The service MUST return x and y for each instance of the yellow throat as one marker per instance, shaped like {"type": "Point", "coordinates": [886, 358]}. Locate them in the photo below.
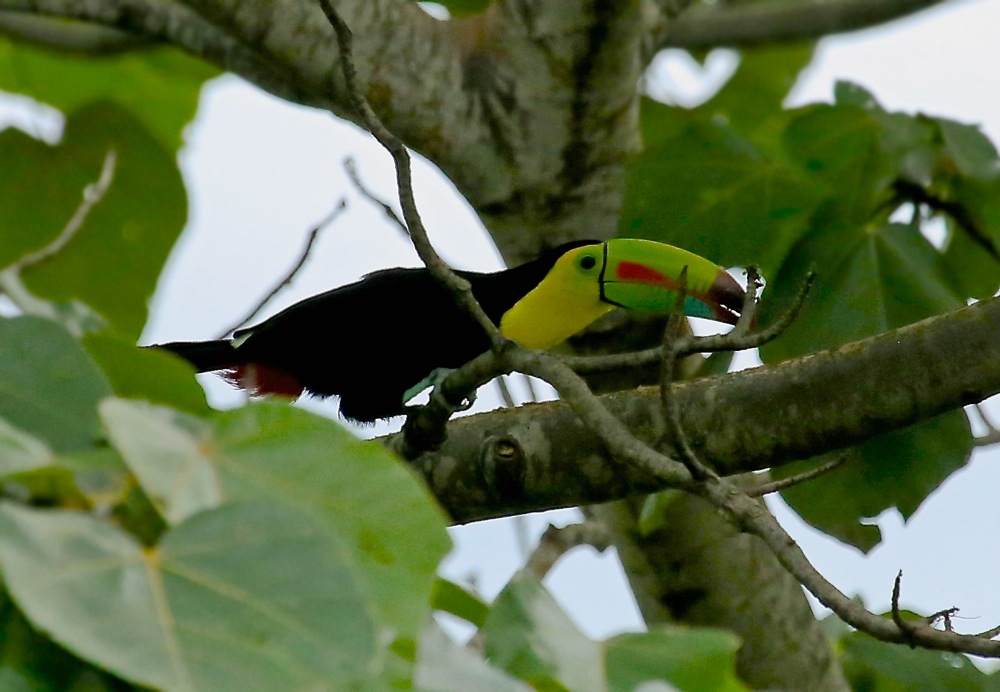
{"type": "Point", "coordinates": [563, 303]}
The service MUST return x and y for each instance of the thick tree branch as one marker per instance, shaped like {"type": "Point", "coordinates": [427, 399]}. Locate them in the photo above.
{"type": "Point", "coordinates": [541, 456]}
{"type": "Point", "coordinates": [173, 22]}
{"type": "Point", "coordinates": [748, 24]}
{"type": "Point", "coordinates": [709, 574]}
{"type": "Point", "coordinates": [75, 37]}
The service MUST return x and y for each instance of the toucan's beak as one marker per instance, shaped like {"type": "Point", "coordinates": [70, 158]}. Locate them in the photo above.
{"type": "Point", "coordinates": [646, 275]}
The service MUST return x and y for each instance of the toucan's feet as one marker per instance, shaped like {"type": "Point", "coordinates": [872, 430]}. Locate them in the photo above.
{"type": "Point", "coordinates": [438, 398]}
{"type": "Point", "coordinates": [434, 380]}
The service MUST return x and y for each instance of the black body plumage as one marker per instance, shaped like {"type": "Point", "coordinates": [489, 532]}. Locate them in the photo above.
{"type": "Point", "coordinates": [371, 341]}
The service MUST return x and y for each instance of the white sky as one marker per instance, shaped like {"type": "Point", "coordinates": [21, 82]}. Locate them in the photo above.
{"type": "Point", "coordinates": [261, 172]}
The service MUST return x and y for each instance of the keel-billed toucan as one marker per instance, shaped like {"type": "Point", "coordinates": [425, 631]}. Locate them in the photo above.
{"type": "Point", "coordinates": [371, 341]}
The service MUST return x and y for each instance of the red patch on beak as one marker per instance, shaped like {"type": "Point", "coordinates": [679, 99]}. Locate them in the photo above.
{"type": "Point", "coordinates": [633, 271]}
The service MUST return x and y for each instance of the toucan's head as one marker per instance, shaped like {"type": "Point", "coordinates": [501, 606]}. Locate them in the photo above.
··········
What the exercise asks: Recast the records above as a numbered list, from the line containing "the red patch" through the last line, and leave out any blank lines.

The response:
1. The service MUST return x and y for each instance of the red patch on beak as one marker per instance, shaped like {"type": "Point", "coordinates": [679, 99]}. Locate them in the photo above.
2. {"type": "Point", "coordinates": [633, 271]}
3. The service MUST return x and y for each instance of the toucan's head as one marker per instance, shaped like {"type": "Point", "coordinates": [501, 606]}. Locate them in the photo above.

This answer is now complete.